Beginne bei der Zeile mit „the windshield wiper“ und höre nach der Zeile mit „[[110, 51]]“ auf. Gib diese Zeilen vollständig wieder und addiere dabei 68 zu jeder Pixelkoordinate in den Antworten.
———
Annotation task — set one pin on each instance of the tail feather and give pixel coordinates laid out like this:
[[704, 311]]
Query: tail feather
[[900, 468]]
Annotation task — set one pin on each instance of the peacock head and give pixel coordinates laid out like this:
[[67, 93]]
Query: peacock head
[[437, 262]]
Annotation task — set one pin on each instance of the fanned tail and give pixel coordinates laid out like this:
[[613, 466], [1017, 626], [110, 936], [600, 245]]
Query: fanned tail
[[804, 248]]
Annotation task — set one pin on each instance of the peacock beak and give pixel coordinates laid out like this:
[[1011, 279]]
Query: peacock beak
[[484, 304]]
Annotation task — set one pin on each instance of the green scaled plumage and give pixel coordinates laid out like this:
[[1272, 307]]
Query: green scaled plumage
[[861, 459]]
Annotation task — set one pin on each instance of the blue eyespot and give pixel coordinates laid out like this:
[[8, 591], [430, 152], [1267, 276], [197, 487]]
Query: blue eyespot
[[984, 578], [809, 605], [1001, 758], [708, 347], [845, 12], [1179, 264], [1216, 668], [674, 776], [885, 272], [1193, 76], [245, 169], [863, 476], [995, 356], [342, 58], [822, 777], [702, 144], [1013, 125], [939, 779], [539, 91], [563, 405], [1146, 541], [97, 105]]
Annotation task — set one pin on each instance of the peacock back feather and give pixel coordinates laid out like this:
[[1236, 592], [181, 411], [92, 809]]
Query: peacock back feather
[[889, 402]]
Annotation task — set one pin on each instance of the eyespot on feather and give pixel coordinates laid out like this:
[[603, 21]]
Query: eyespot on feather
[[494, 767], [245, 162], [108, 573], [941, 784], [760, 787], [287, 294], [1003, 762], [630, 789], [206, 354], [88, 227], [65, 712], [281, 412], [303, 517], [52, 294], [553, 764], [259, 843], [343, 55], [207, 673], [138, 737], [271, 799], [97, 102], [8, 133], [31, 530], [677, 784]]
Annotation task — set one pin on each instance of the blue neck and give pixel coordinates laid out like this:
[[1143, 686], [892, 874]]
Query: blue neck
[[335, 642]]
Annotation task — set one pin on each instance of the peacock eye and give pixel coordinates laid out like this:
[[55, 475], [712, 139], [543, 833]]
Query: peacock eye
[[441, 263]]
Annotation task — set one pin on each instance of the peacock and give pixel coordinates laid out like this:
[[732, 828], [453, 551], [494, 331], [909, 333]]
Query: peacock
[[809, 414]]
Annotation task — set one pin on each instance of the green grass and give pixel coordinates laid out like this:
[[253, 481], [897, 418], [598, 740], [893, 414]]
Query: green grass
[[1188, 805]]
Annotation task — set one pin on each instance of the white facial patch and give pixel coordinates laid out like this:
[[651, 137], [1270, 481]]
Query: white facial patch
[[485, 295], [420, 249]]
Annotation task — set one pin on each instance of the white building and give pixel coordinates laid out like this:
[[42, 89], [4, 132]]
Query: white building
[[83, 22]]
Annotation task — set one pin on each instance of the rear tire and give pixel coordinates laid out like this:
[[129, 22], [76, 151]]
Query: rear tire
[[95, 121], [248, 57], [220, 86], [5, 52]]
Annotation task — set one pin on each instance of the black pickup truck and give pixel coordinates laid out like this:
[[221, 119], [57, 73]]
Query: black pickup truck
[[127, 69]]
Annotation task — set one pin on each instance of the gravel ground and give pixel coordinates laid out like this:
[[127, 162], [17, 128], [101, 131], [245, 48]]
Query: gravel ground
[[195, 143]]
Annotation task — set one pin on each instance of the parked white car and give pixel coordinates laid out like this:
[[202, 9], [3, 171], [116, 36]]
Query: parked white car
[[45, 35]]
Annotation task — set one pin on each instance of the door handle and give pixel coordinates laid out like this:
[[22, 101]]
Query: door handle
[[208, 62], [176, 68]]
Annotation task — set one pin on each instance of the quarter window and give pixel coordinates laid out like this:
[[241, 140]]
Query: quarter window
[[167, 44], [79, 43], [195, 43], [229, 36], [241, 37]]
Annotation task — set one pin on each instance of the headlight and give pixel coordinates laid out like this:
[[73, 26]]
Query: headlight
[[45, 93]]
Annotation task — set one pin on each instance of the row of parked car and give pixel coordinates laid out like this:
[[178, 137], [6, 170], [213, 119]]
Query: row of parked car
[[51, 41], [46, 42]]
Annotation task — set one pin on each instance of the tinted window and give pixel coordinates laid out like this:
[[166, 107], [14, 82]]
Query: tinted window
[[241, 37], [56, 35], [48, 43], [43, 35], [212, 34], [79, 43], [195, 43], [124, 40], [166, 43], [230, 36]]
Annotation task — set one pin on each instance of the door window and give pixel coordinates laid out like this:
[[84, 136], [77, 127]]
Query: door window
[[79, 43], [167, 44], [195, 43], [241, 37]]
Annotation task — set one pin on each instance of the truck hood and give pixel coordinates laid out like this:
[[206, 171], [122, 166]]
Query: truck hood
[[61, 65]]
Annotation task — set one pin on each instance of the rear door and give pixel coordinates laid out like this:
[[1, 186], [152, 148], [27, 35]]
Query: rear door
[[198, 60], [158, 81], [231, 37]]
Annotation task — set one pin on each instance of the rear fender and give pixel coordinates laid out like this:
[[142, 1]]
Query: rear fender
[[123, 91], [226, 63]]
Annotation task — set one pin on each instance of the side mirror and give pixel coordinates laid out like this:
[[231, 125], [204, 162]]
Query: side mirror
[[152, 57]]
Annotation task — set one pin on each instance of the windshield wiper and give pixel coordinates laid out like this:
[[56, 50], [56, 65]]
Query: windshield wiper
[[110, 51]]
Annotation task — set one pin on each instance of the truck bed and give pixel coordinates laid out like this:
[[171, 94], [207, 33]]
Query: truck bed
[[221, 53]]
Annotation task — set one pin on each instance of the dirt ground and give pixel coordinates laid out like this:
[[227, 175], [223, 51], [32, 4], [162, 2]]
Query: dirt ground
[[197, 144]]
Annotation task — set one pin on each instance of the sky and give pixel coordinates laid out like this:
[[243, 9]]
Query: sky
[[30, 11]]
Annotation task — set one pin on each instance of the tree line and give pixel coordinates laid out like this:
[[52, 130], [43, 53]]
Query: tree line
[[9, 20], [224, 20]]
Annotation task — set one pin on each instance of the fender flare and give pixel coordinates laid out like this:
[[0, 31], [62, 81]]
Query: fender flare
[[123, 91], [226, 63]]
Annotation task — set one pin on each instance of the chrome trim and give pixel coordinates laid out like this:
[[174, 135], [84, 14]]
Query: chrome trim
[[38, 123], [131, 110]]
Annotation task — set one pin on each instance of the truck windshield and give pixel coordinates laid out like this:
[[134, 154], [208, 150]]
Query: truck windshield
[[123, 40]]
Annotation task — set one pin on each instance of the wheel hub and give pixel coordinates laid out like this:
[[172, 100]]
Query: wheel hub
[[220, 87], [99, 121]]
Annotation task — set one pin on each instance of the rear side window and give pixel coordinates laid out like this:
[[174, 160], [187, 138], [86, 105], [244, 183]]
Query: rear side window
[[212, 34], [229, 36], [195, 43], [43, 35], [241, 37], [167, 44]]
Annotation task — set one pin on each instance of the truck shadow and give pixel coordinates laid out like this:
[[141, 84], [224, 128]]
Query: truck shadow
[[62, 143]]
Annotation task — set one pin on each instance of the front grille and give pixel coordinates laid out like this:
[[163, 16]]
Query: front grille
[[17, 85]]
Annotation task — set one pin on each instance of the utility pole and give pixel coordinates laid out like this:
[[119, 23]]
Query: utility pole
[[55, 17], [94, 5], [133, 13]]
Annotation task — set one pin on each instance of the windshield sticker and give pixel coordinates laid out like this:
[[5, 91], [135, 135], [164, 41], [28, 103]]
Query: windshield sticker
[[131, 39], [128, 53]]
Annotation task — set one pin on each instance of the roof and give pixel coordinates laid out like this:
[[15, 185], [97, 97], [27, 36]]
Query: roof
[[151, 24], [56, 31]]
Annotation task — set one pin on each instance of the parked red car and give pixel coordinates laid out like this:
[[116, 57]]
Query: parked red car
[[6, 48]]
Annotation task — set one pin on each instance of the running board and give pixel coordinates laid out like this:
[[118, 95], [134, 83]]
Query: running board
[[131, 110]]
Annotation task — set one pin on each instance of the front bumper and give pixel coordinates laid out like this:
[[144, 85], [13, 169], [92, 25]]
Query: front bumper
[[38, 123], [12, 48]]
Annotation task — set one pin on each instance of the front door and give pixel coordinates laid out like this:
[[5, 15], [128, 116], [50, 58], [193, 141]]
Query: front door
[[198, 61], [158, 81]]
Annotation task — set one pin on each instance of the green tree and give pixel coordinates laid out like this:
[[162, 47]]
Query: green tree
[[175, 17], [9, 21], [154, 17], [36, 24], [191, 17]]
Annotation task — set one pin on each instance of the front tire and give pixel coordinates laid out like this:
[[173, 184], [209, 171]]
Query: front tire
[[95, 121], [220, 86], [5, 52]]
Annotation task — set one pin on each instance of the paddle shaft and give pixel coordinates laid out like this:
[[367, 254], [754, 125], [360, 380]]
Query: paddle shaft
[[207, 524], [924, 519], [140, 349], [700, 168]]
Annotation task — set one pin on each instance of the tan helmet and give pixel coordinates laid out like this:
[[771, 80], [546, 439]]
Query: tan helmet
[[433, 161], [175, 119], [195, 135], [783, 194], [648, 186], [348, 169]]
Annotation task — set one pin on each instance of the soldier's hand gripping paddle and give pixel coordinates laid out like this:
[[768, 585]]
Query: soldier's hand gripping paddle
———
◆ Vollständige Ausgabe:
Annotation task — set one pin on each instance of the windshield wiper and give pixel coordinates laid out like this:
[[56, 50], [56, 65]]
Query: windshield wiper
[[178, 119]]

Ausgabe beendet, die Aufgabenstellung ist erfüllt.